__WHAT IS REQUIRED__. From the records below, select every line that contains the string "with". Case counts.

__DATA EXCERPTS__.
····················

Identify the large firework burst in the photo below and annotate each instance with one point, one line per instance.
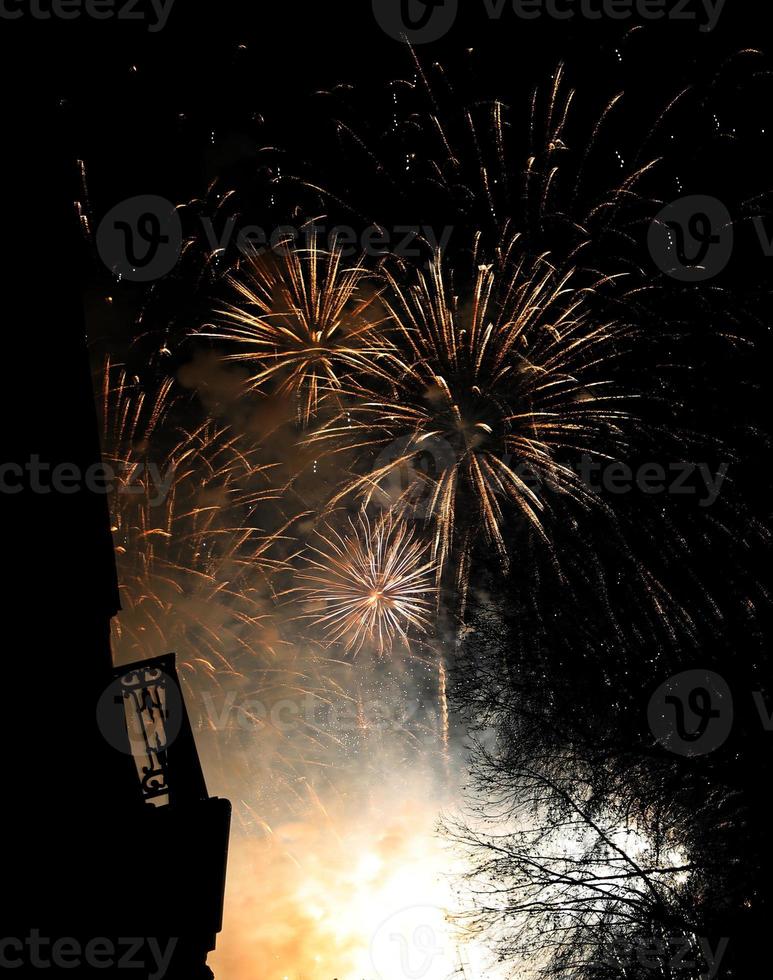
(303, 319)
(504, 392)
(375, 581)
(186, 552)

····················

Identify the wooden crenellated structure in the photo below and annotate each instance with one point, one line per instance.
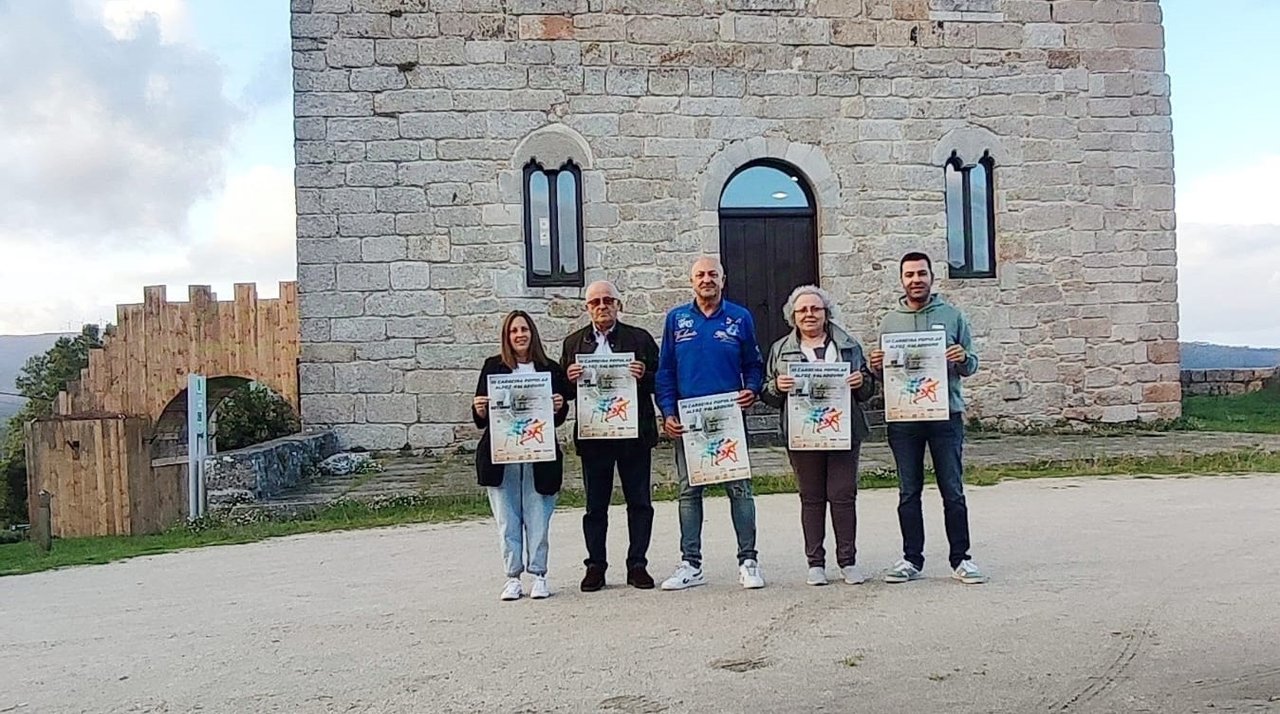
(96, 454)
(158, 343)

····················

__SOLUTION TO THE PROBLEM__.
Identify the large firework burst in the photo below and annotate each instance with one point, one line per instance.
Identify the wooden crenellated structure in the photo below and annotate each instance with one point, one line per instance.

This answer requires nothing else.